Arahan>
1: Menurut bagian teks, apa penyebab paling mendasar kekerasan seksual di perguruan tinggi?
2: Tolong tulis ulang secara lebih ringkas paragraf dalam bagian teks yang diawali "Satuan Tugas Pencegahan dan Penanganan Kekerasan Seksual", dengan tetap mempertahankan fakta-fakta utamanya.

Memperkuat Peran Satgas PPKS di Lingkungan Perguruan Tinggi, Kemen PPPA bekerja sama dengan STIKES Mitra Ria Husada
Satuan Tugas Pencegahan dan Penanganan Kekerasan Seksual (Satgas PPKS) di lingkungan perguruan tinggi merupakan sebuah urgensi karena maraknya kasus yang terjadi. Oleh karena itu Kemen PPPA bekerja sama dengan STIKES Mitra Ria Husada menyelenggarakan Bimbingan Teknis Penguatan Satgas PPKS di Lingkungan Perguruan Tinggi dengan mengundang narasumber dari Satgas PPKS dan Pusat Penguatan Karakter dan Konseling Universitas Padjajaran (21/05).
”STIKES Mitra Ria Husada senang dapat menjalin kerjasama dengan Kemen PPPA untuk memperkuat Satgas PPKS di lingkungan perguruan tinggi. Penguatan Satgas PPKS penting untuk dilakukan untuk meningkatkan pengetahuan dan pelaksanaan tugas Satgas PPKS terkait pencegahan dan penanganan kekerasan seksual,” ungkap Ninin Nyrawati selaku Wakil Ketua 2 Bidang Non Akademik.
JF perencana ahli muda Kemen PPPA, Fitra Andika Sugiyono menyampaikan bahwa satgas PPKS di perguruan tinggi memiliki peranan strategis dalam pelaporan kasus kekerasan seksual.
”Penyebab kekerasan seksual di perguruan tinggi yang sangat mendasar yaitu ketimpangan relasi kuasa. Ada berbagai isu gender yang harus diperhatikan dan diberikan upaya berkesinambungan, termasuk di STIKES Mitra Ria Husada. Melalui kegiatan ini, diharapkan dapat meningkatkan kapasitas para Satgas PPKS sehingga Satgas PPKS dapat menjadi ruang yang aman bagi para korban untuk melapor,” imbuh Fitra.

Entri yang Disediakan>
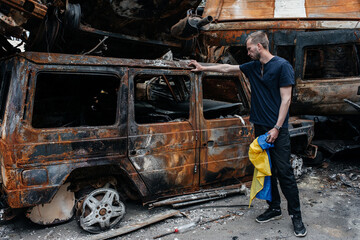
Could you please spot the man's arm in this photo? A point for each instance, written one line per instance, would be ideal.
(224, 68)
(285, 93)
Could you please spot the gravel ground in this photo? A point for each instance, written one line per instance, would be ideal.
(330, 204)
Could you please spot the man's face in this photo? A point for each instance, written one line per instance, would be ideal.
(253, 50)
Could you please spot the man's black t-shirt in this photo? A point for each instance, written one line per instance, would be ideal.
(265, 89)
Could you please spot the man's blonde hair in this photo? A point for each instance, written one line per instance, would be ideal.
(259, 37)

...

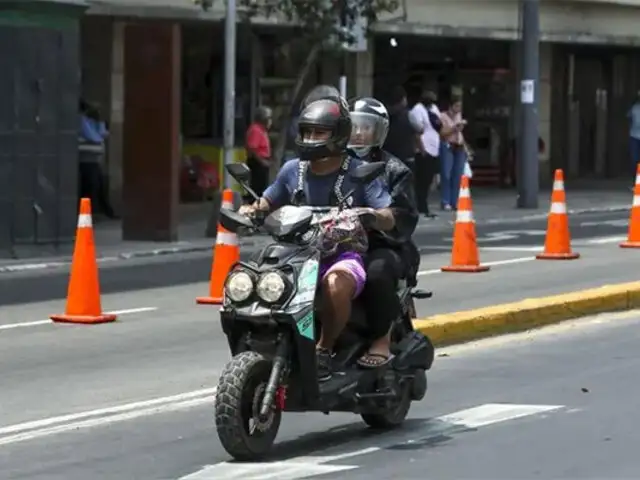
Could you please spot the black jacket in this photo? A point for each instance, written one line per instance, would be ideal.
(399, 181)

==

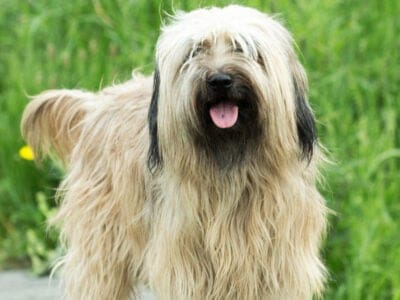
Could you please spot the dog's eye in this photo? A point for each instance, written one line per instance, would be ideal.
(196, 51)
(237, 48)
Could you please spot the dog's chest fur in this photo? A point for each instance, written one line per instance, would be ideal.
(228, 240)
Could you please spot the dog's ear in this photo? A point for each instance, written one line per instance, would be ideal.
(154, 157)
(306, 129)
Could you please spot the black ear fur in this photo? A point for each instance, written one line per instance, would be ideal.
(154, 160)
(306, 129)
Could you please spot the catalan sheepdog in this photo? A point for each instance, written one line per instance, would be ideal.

Hasil per Tugas>
1: Ketimpangan relasi kuasa.

2: Satgas PPKS di perguruan tinggi merupakan urgensi karena maraknya kasus kekerasan seksual. Karena itu, Kemen PPPA dan STIKES Mitra Ria Husada menyelenggarakan Bimbingan Teknis Penguatan Satgas PPKS di Lingkungan Perguruan Tinggi (21/05). Narasumbernya berasal dari Satgas PPKS dan Pusat Penguatan Karakter dan Konseling Universitas Padjajaran.